**The task:**
Rewrite the stretch from the start of the lines through the line containing "Kindly place the", changing "photo" to "image" and leaving everything else untouched.

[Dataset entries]
---

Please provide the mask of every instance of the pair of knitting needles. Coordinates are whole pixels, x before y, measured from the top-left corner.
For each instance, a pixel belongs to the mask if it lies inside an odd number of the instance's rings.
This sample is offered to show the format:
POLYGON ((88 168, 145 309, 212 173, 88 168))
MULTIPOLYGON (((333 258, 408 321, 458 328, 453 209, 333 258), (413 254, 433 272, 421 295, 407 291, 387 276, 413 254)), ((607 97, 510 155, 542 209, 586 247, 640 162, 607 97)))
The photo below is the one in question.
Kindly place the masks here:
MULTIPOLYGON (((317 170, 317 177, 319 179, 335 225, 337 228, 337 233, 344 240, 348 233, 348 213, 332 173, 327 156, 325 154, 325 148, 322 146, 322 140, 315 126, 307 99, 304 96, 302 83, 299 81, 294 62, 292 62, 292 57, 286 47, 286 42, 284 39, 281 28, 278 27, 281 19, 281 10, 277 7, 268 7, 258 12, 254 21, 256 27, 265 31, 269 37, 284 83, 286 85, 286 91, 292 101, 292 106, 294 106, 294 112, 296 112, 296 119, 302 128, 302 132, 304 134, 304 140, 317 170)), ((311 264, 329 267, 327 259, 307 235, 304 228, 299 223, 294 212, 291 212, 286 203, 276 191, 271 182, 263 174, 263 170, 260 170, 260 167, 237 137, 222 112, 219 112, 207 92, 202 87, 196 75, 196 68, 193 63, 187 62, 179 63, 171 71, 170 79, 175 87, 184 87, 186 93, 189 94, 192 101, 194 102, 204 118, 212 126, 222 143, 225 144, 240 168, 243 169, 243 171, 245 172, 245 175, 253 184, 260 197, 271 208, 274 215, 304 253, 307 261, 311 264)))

---

**Expected answer:**
Please provide the mask of every instance of the pair of knitting needles. Coordinates are whole pixels, x before y, measured from the top-left corner.
For each instance, a pixel belongs to the mask if it lies inside an odd number of the instance's rings.
This sample is offered to show the format:
POLYGON ((88 168, 145 309, 212 173, 88 168))
MULTIPOLYGON (((333 258, 408 321, 458 328, 453 209, 333 258), (413 254, 433 272, 421 295, 407 291, 387 276, 413 254)), ((607 97, 510 155, 542 209, 586 247, 640 162, 607 97)))
The image below is the one in question.
Kindly place the masks here:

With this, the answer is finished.